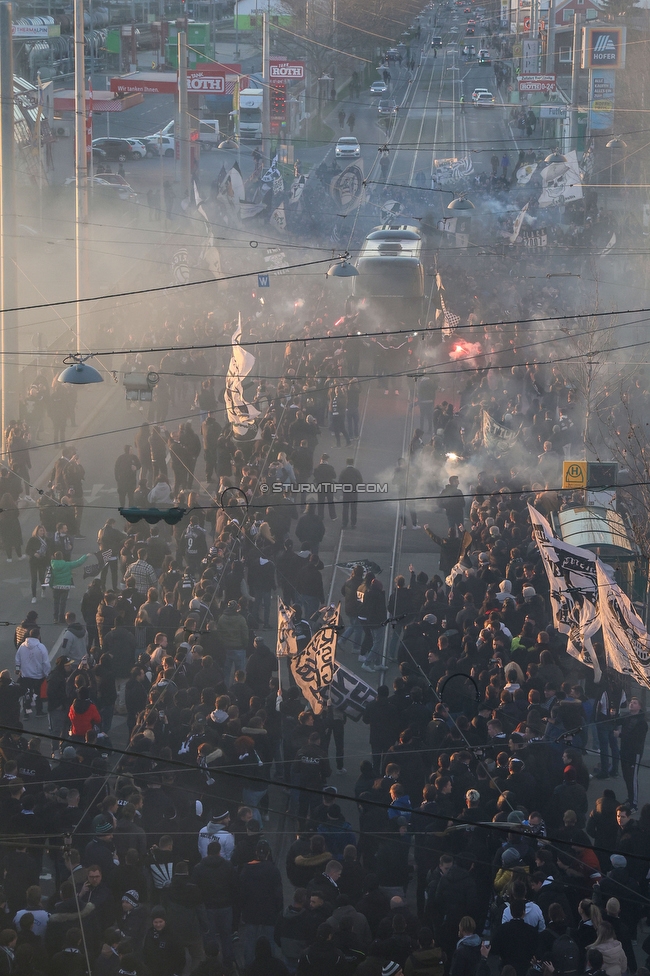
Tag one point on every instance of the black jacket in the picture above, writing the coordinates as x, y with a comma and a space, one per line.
217, 882
261, 893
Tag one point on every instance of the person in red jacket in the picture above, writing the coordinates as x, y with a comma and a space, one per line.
83, 714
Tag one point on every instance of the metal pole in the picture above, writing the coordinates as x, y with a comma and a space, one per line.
575, 68
8, 283
81, 159
183, 115
266, 98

-----

Begin with the line that contains "Tag one point on every instance of the metal" and end with the last line of the records; set down every line in that span exactly, and nothing else.

• **Result**
Tag one point on every instance of the metal pole in the picture above, writing the coordinates as x, y with a comma and a space, one per line.
575, 68
8, 283
81, 159
183, 115
266, 98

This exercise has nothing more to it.